> **PROBLEM STATEMENT**
Turn the paragraph in the Star Trek discussion below that begins "If Spock were really telepathic" into a short bulleted list that keeps its main points.
+++ EXTRACT PROVIDED +++
They would if they only learned of the Romulans through humans. Pre-Enterprise, we could've assumed a future history in which the Klingons didn't become major players on the local interstellar stage until after the Romulans had been confined within the Neutral Zone, so they would've encountered humans first and learned of the Romulans from them. Although that no longer works in the context of what we now know about Trek history.
 
Vulcan was one of the many names of the planet, including Minshara?
After ENT, could the designation Romulus be indirectly due to Vulcans?
 
If Spock were really telepathic, Vulcan could have been Earth for all we know. In fact all the planets could have been Earth if the Talosians had anything to say about it. Kirk and crew could have been holographic or telepathic projections or illusions playing out in Spock's mind. Spock may have been the only real character in Star Trek at all.

As you can tell I didn't read the thread. I'm just very imaginative.
 
Romulus and Vulcan have always been human-assigned names. I can accept that they are meaningful translations shoehorned into familiar human contexts - but never alphabetic transliterations that just so happen to have equivalent cultural histories. That's just drinking too much of your own kool-aid.
+++ GIVEN DATA +++
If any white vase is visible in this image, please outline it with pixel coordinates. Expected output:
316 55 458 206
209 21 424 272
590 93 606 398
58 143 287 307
+++
> **SOLUTION FOR THIS TASK**
- If Spock were really telepathic, Vulcan, or any of the planets, could have been Earth, especially if the Talosians had a say.
- Kirk and the crew could have been holograms, telepathic projections, or illusions playing out in Spock's mind.
- Spock may have been the only real character in Star Trek.